Write out each of the rows below word for word, without changing any character.

Coordinate annotation entries
[start]

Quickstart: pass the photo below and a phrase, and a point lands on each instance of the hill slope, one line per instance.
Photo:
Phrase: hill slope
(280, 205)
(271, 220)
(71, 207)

[end]

__WRITTEN SOLUTION__.
Quickstart: pass the photo below and a phrase, and a point lands on each instance of the hill slope, one line per instance.
Photo:
Phrase: hill slope
(280, 205)
(271, 220)
(71, 207)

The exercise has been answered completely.